Task — Retype every entry exactly, character for character.

>> START

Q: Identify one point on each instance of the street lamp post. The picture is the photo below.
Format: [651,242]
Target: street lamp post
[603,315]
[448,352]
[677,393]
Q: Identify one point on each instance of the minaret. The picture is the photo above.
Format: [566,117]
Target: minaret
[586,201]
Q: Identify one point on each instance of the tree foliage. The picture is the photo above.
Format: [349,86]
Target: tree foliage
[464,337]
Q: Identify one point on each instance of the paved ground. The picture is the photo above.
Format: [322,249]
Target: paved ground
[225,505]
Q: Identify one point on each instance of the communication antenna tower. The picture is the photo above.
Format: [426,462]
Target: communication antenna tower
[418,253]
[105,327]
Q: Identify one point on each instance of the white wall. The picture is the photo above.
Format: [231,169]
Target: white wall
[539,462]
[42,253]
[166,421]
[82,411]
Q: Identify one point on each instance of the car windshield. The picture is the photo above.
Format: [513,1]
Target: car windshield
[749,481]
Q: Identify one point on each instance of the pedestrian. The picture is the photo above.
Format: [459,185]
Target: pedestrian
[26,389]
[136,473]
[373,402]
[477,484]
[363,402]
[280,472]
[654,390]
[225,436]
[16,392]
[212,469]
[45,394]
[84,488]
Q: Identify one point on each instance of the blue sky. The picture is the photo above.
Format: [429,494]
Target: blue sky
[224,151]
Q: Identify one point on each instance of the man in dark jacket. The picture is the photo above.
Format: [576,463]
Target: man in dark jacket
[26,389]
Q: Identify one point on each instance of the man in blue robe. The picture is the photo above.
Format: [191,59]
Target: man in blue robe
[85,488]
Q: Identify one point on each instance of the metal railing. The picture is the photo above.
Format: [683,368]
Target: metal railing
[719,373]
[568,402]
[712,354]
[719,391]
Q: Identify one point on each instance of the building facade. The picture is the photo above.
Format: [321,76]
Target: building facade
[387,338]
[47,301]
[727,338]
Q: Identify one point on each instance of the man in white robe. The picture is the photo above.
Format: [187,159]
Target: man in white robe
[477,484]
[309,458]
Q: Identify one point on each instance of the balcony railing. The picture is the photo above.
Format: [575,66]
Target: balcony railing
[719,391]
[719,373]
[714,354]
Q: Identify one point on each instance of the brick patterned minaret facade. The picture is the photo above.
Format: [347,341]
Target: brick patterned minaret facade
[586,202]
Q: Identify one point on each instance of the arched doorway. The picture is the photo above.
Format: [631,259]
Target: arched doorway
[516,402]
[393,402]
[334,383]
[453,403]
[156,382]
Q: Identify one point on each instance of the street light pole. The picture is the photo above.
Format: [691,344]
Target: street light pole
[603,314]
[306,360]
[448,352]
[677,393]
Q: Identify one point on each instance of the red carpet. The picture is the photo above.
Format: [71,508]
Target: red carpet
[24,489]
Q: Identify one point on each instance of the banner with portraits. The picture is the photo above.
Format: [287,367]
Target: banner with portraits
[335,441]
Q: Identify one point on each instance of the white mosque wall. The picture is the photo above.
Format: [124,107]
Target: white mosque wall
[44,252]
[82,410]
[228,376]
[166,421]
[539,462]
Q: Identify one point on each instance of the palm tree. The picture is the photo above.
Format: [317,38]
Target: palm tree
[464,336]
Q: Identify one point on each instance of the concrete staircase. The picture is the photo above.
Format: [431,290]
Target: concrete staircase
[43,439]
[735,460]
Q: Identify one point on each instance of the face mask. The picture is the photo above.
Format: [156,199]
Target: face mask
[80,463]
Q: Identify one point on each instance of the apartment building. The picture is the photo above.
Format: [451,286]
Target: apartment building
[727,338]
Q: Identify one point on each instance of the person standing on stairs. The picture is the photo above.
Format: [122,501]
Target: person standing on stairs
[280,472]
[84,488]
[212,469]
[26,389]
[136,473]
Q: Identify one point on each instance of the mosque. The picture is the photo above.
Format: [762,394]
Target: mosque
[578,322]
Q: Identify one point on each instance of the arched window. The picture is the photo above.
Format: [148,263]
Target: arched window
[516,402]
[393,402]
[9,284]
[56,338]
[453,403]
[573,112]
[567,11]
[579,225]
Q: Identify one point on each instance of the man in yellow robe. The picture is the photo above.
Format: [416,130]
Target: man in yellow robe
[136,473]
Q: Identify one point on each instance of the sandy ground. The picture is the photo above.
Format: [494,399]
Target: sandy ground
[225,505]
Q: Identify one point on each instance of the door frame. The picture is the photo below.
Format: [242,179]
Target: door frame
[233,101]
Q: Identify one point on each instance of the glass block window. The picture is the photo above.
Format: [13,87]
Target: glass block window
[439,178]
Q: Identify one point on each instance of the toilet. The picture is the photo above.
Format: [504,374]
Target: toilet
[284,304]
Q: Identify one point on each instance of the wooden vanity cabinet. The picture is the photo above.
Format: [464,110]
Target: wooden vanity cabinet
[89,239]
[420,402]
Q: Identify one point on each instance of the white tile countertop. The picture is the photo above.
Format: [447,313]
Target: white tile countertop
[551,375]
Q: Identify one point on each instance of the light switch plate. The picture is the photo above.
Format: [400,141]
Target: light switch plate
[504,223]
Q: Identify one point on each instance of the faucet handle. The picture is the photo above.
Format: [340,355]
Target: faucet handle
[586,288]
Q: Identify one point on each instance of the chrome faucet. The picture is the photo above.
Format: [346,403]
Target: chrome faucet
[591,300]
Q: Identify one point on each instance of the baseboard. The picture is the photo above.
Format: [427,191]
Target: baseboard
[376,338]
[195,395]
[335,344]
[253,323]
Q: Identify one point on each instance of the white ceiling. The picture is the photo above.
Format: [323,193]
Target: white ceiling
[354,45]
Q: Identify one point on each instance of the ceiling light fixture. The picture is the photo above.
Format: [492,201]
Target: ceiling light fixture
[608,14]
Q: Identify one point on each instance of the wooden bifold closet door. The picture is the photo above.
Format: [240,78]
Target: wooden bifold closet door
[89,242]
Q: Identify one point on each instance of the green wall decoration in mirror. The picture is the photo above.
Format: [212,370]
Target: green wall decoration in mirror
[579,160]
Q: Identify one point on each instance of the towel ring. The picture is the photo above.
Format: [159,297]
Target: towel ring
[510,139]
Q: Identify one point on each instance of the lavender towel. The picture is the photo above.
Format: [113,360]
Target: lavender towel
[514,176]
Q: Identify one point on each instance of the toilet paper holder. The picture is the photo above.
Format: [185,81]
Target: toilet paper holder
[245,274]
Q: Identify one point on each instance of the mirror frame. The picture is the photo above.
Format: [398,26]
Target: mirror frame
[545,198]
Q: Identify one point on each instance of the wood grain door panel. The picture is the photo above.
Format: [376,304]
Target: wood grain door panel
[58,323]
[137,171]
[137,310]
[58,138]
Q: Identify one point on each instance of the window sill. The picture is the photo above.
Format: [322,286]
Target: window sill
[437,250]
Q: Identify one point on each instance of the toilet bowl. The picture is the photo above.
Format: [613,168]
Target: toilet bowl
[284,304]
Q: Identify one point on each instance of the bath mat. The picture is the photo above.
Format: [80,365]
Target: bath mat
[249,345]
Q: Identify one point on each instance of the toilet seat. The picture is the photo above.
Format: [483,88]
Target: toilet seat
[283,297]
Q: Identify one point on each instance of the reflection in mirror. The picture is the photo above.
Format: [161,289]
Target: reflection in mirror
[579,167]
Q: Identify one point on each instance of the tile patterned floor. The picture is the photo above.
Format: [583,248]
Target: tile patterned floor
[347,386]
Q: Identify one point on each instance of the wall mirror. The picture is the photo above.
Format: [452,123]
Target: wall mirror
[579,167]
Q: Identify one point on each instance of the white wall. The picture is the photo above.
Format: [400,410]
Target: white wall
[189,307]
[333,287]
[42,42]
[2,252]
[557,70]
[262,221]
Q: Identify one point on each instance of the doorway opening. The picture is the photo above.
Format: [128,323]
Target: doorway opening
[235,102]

>> END

Worked answer —
Q: Identify one point on each instance of the street lamp post. The picture is the photo below.
Format: [651,242]
Target: street lamp post
[603,315]
[448,352]
[677,393]
Q: Identify one point on each instance of the minaret. The picture is the photo above.
Format: [566,117]
Target: minaret
[586,201]
Q: Identify one point on each instance of the tree foliage. The picture is the photo above.
Format: [349,86]
Target: tree foliage
[464,337]
Q: Identify one point on each instance of the paved ground. The picture is the photo above.
Format: [322,249]
Target: paved ground
[225,505]
Q: Identify one point on each instance of the communication antenna tower. The picture is the photo above.
Format: [426,462]
Target: communication antenna tower
[418,253]
[105,327]
Q: Identify one point on each instance of the white wall. The picture is the photo above.
Format: [231,169]
Target: white wall
[539,462]
[42,253]
[166,421]
[82,411]
Q: Identify one point on each instance of the car windshield. The picture is the photo above.
Format: [513,1]
Target: car windshield
[749,481]
Q: Identify one point on each instance of the pedestrian. The picture is the photo above.
Format: [459,185]
Target: pedestrian
[26,389]
[136,473]
[373,402]
[477,484]
[363,402]
[280,472]
[654,390]
[225,436]
[16,392]
[212,469]
[45,394]
[84,488]
Q: Identify one point on each instance of the blue sky. The picture is the photo above.
Format: [429,494]
Target: blue sky
[224,151]
Q: Identify one point on each instance of the man in dark jacket. The picture is the photo above.
Format: [576,463]
Target: man in dark jacket
[26,389]
Q: Identify one point on each instance of the man in blue robe. The picture is the photo above.
Format: [191,59]
Target: man in blue robe
[85,488]
Q: Identify one point on each instance of the metal railing. The picture is the photo above.
Format: [683,368]
Target: metal railing
[719,373]
[568,402]
[712,354]
[719,391]
Q: Identify one point on each instance of the building facade. The picture is the photo above.
Format: [321,76]
Target: building facade
[387,338]
[47,301]
[727,338]
Q: Identify one point on each instance of the man in white robe. The picture is the photo above.
Format: [187,159]
Target: man in white robe
[477,484]
[309,458]
Q: Identify one point on each instance of the balcony railing. The picture is the photo above.
Format: [575,66]
Target: balcony railing
[719,391]
[719,373]
[714,354]
Q: Identify one point on each instance of the brick patterned minaret facade. The picture is the photo above.
Format: [347,341]
Target: brick patterned minaret facade
[586,202]
Q: Identify one point on each instance of the arched doorway. The picture is the photo above.
Format: [631,259]
Target: arched doorway
[516,402]
[393,402]
[334,383]
[453,403]
[156,382]
Q: Identify one point on each instance of the street light pole. The picture is the photo above.
Format: [691,344]
Target: street light pole
[603,314]
[306,360]
[448,352]
[677,393]
Q: Identify one point on each instance of the red carpet. The picture is the photo above.
Format: [71,508]
Target: red carpet
[24,489]
Q: Identify one point on each instance of the banner with portraits. The picture is the photo above.
Format: [287,367]
Target: banner with portraits
[335,441]
Q: Identify one point on each instance of the white mosque wall. The picture is the photo above.
Format: [124,107]
Target: white mosque wall
[44,252]
[82,410]
[228,376]
[166,421]
[539,462]
Q: Identify one point on each instance of the palm tree. The picture is the photo above.
Format: [317,38]
Target: palm tree
[464,336]
Q: Identify one point on each instance of the concrete staircase. The picture is the photo above.
Format: [431,290]
Target: concrete staircase
[43,439]
[735,460]
Q: Identify one point on each instance of the face mask. The picture is the photo above.
Format: [156,199]
Target: face mask
[80,463]
Q: Identify one point on each instance of the apartment building. The picture is the photo above.
Format: [451,286]
Target: apartment building
[727,338]
Q: Identify one point on each instance of the person standing on stairs. The picture is the photo above.
Format: [122,501]
Target: person standing on stairs
[280,472]
[84,488]
[212,469]
[26,389]
[136,473]
Q: Identify one point on each instance of the mosque. The picture is the photo above.
Format: [762,394]
Target: mosque
[578,322]
Q: Identify one point on each instance of the arched window. The picture is the photo above.
Format: [148,263]
Target: arched window
[516,402]
[393,402]
[9,284]
[56,338]
[453,403]
[573,112]
[567,11]
[579,225]
Q: Identify one point on each instance of the man in yellow robe. The picture is the photo above.
Format: [416,130]
Target: man in yellow robe
[136,473]
Q: Identify one point on each instance of the sandy ground. The picture is the photo above.
Format: [494,399]
Target: sandy ground
[225,505]
Q: Identify one point on each instance of the door frame. The picture is the photo below.
Format: [242,179]
Target: door frame
[233,101]
Q: Identify one point on each instance of the glass block window. The picture is the photo above.
Format: [13,87]
Target: glass block window
[439,178]
Q: Identify one point on each instance of the toilet. The picture is the photo above.
Format: [504,374]
Target: toilet
[284,304]
Q: Identify one point on each instance of the wooden vanity cabinet. The picture is the photo above.
Format: [464,110]
Target: wooden vanity cabinet
[89,239]
[420,402]
Q: Identify one point on each instance of the white tile countertop. The picture is the photo above.
Format: [447,313]
Target: white tile countertop
[551,375]
Q: Identify one point on each instance of the light switch plate. The picture is the photo above.
Format: [400,141]
Target: light switch plate
[504,223]
Q: Identify one point on each instance of the faucet handle. The picture is the photo above.
Format: [340,355]
Target: faucet handle
[586,288]
Q: Identify one point on each instance of the chrome faucet. The picture is the photo above.
Format: [346,403]
Target: chrome faucet
[591,300]
Q: Identify one point on each instance of the baseboard. The picture is the photo above.
Format: [427,191]
Target: baseboard
[376,338]
[195,395]
[335,344]
[253,323]
Q: Identify one point on each instance of the white ceiling. The picture is the photo above.
Format: [323,193]
Target: white ceiling
[354,45]
Q: Identify one point on each instance of the ceiling light fixture. The picture is the photo above.
Format: [492,201]
Target: ceiling light fixture
[608,14]
Q: Identify one point on each instance of the wooden bifold closet door. The picture is the photo above.
Format: [240,78]
Target: wooden bifold closet door
[89,242]
Q: Identify one point on each instance of the green wall decoration in mirror. The picture is the photo above.
Format: [212,370]
Target: green wall decoration in mirror
[579,160]
Q: Identify one point on each instance of the towel ring. The picture is the photo above.
Format: [159,297]
Target: towel ring
[510,139]
Q: Identify one point on each instance of the lavender towel. The picture is the photo above.
Format: [113,360]
Target: lavender towel
[514,176]
Q: Identify one point on each instance of the toilet paper holder. The picture is the photo above.
Format: [185,81]
Target: toilet paper holder
[245,274]
Q: Identify one point on each instance of the mirror frame. The picture is the photo above.
Format: [398,26]
Target: mirror frame
[545,198]
Q: Identify one point on each instance of the wood grain door panel. The picture is the photo above.
Format: [376,304]
Target: wood grain door panel
[58,323]
[137,171]
[137,310]
[58,138]
Q: Identify one point on each instance of the window sill. The picture is the photo above.
Format: [322,286]
Target: window sill
[437,250]
Q: Identify one point on each instance of the toilet bowl. The picture is the photo above.
Format: [613,168]
Target: toilet bowl
[284,304]
Q: Identify one point on each instance of the bath mat. The picture is the photo above.
Format: [80,365]
Target: bath mat
[249,345]
Q: Identify one point on each instance of the toilet seat. The picture is the photo above.
Format: [483,88]
Target: toilet seat
[283,297]
Q: Identify one point on each instance of the reflection in mirror. The picture is the photo above.
Format: [161,289]
Target: reflection in mirror
[579,167]
Q: Identify one point on each instance of the tile patterned floor. The picture is the photo above.
Format: [583,248]
Target: tile patterned floor
[347,386]
Q: Identify one point on each instance of the wall mirror. The picture is the photo above.
Format: [452,123]
Target: wall mirror
[579,167]
Q: Identify one point on each instance of the white wall. The picture is the photo above.
Format: [400,410]
Target: white wall
[189,307]
[333,287]
[42,42]
[2,252]
[557,70]
[262,221]
Q: Identify one point on each instance of the doorway opening. The picture is the photo above.
Format: [128,323]
Target: doorway opening
[235,102]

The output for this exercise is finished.